Exercise goal — Some entries follow. Reproduce exactly the lines starting at the one with "Now the glass" and stopping after the one with "target: wooden table".

(Dataset records)
================================

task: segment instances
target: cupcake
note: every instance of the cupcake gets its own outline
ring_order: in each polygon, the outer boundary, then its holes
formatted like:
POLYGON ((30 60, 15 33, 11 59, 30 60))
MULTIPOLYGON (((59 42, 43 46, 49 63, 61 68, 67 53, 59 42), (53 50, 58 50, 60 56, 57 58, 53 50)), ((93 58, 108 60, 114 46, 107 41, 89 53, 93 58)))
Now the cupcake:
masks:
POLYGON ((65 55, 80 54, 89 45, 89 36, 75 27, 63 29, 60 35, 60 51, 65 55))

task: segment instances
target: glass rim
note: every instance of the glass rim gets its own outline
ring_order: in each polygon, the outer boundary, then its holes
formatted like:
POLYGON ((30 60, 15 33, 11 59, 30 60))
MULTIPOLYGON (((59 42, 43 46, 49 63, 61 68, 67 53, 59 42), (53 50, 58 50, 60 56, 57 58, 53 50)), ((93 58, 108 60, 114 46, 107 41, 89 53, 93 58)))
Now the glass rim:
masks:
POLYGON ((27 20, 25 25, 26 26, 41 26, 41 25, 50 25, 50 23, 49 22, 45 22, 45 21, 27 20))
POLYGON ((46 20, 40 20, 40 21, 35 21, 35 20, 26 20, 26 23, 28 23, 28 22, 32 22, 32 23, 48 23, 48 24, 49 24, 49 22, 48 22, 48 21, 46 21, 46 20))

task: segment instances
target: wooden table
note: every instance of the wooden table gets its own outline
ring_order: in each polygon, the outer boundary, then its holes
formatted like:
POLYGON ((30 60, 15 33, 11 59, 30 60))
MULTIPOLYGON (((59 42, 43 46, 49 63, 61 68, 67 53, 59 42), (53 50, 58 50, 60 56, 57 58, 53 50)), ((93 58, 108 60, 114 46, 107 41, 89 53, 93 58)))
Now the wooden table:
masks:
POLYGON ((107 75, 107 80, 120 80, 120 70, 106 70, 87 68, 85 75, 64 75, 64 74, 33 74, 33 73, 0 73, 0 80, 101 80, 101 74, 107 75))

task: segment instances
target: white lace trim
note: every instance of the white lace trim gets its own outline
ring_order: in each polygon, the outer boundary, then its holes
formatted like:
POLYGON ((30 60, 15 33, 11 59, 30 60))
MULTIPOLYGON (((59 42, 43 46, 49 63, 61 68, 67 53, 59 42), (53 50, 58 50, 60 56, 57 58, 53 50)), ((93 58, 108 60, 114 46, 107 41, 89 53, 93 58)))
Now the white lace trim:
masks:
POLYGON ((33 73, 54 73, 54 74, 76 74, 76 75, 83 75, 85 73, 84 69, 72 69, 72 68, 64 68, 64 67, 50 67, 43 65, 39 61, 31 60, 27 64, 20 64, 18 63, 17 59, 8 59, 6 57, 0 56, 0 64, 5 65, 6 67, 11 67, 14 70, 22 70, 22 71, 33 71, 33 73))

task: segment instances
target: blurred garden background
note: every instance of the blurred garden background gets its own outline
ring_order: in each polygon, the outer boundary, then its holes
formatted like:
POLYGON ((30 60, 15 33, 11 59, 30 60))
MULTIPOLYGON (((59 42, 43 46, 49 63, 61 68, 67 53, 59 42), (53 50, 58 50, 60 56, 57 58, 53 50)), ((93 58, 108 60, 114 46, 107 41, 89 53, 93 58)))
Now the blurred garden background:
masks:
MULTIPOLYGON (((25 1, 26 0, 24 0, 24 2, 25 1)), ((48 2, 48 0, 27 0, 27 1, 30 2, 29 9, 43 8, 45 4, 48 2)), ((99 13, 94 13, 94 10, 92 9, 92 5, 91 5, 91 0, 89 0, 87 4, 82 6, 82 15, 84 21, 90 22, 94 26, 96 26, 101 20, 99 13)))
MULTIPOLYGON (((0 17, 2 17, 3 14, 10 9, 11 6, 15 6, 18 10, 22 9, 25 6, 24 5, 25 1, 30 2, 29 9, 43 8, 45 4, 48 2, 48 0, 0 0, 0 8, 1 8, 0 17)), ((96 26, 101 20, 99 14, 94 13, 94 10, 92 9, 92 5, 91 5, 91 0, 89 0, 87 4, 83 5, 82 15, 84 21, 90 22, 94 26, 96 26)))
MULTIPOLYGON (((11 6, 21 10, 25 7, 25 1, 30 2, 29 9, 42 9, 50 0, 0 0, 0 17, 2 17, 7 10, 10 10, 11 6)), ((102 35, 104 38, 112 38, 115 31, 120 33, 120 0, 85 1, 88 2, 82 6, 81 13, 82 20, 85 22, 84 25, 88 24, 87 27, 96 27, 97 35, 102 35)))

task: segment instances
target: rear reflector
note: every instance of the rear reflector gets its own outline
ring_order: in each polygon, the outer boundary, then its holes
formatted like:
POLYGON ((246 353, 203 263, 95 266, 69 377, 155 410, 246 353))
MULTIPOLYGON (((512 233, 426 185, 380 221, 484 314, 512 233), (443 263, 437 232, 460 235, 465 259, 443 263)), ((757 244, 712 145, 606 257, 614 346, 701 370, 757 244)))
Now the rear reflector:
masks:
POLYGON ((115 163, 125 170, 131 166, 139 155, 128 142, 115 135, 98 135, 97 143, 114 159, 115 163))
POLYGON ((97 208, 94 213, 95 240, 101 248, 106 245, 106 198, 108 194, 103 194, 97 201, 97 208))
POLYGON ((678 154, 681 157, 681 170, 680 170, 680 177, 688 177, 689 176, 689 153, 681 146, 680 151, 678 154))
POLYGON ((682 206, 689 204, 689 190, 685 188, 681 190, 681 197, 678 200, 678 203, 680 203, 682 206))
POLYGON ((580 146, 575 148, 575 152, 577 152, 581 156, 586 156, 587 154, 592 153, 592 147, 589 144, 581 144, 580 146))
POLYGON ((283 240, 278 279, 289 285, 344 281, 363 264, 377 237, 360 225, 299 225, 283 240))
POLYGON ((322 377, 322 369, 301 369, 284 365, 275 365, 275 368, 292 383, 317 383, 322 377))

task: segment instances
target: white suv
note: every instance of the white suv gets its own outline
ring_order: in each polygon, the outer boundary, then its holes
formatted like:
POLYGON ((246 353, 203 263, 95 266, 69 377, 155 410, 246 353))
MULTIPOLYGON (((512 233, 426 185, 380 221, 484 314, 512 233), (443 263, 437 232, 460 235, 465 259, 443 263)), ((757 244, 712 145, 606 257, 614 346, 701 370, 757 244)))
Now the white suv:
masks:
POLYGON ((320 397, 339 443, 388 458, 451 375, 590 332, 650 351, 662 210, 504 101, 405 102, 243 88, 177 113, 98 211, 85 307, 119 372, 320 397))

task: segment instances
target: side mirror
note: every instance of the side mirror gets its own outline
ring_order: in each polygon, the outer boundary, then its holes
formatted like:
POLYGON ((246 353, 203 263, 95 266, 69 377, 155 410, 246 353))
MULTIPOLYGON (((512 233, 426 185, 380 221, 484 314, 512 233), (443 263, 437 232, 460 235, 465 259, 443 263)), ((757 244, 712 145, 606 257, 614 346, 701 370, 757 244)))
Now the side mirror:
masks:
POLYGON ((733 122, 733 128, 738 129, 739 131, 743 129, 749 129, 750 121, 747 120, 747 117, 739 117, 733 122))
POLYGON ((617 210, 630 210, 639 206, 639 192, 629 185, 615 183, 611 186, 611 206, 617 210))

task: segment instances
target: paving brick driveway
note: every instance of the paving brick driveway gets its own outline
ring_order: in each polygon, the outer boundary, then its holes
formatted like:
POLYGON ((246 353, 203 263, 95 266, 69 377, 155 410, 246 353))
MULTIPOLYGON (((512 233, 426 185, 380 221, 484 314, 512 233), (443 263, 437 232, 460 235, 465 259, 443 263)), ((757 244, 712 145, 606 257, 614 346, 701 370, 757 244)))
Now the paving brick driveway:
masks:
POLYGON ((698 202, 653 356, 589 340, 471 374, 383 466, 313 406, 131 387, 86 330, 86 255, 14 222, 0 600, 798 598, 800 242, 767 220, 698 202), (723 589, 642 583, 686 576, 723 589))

================================

Exercise output —
Now the glass rim:
masks:
POLYGON ((27 20, 25 25, 26 26, 41 26, 41 25, 50 25, 50 23, 49 22, 45 22, 45 21, 27 20))
POLYGON ((46 20, 40 20, 40 21, 35 21, 35 20, 26 20, 26 23, 28 23, 28 22, 32 22, 32 23, 48 23, 48 24, 49 24, 49 22, 48 22, 48 21, 46 21, 46 20))

task: segment instances
target: wooden table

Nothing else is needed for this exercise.